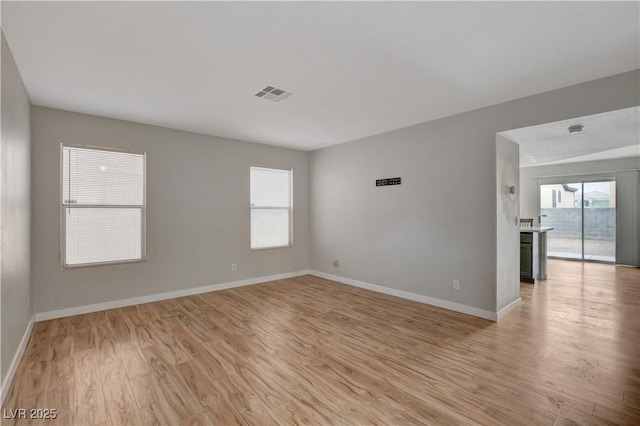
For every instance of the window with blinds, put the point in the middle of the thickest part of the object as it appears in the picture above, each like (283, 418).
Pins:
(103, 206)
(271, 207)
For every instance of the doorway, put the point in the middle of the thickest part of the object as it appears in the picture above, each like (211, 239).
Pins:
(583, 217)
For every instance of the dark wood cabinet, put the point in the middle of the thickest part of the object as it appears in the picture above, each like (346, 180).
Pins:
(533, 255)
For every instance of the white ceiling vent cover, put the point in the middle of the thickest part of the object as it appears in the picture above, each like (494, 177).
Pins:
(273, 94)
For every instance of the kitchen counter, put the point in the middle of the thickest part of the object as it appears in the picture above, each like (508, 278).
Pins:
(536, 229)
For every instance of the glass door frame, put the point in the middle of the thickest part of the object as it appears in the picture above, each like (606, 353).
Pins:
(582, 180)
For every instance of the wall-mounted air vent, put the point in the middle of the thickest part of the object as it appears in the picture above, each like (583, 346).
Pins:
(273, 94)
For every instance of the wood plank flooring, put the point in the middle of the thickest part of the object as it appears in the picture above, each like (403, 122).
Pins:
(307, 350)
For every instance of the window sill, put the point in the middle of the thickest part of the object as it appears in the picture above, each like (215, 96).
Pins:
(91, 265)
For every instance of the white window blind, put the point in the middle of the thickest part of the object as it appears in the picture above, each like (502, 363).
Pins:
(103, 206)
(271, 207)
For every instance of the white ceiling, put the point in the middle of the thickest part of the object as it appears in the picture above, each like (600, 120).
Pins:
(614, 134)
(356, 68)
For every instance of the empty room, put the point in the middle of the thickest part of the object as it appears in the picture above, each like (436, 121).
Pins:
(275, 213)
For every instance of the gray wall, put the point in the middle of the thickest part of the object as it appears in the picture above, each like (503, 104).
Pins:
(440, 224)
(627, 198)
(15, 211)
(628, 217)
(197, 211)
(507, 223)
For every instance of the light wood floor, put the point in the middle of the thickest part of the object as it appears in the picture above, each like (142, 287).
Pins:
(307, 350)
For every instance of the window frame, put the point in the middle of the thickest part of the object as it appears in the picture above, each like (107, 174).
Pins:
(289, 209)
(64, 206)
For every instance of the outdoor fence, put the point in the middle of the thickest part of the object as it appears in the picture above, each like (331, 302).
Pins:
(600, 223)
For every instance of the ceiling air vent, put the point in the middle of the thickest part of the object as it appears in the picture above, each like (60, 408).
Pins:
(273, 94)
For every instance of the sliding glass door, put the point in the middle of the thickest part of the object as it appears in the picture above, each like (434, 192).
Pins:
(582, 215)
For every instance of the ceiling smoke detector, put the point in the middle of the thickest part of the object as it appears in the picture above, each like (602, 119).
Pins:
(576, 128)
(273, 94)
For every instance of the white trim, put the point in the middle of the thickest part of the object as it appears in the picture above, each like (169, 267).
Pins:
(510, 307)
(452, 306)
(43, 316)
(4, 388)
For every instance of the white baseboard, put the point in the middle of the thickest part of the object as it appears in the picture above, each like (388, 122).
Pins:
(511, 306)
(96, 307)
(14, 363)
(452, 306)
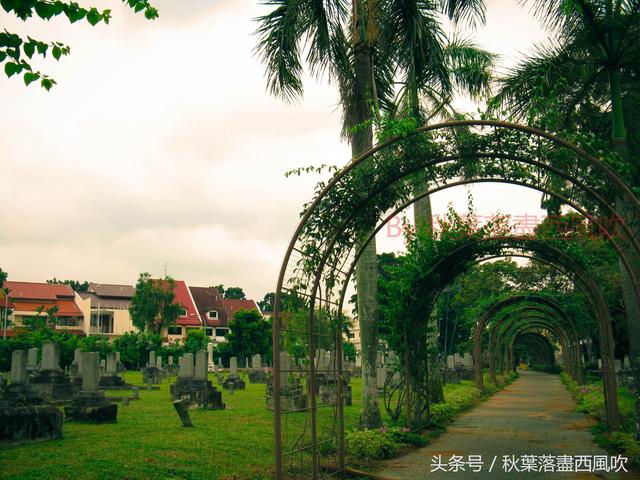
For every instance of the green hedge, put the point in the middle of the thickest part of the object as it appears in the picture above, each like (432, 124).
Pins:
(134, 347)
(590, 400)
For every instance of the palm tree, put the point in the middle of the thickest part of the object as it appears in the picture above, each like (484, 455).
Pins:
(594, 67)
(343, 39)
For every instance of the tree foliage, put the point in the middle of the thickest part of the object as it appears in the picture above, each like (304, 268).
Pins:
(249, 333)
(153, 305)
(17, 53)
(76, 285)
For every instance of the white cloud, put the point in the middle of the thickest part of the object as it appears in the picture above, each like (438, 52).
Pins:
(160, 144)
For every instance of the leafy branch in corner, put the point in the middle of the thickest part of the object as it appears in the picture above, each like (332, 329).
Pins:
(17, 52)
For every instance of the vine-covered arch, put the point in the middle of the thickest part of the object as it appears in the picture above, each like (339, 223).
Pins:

####

== TASK PROMPT ==
Reproduce verbatim the lines above, from the line with "For every instance of the wall-mounted" through the line with "For every instance of the window sill, put".

== WORKED SOLUTION ==
For every instance of the wall-mounted air vent, put the point in the middle of the thickest part of the object as it appears in the picture above, each like (583, 346).
Pins:
(273, 94)
For every instance of the wood plank flooring, put the point in the middle of the thickest part of the object as it appears in the picture above, each like (403, 122).
Pins:
(307, 350)
For every instance of the window sill, put the point in the middle of the thickest part of the object as it appears in the picture above, each like (215, 96).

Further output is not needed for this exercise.